Exercise aim ->
Set down the entries once more, exactly as given.

[Opening Records section]

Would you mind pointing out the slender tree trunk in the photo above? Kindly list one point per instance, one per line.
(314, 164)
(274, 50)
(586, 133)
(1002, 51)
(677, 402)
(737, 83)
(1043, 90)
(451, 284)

[Closing Records section]

Output of the exercise ->
Would you mind pointing out the slender tree trunk in the photo above? Kindly list one point per instance, one per line.
(314, 164)
(274, 50)
(586, 133)
(1002, 51)
(677, 402)
(737, 83)
(1043, 90)
(451, 284)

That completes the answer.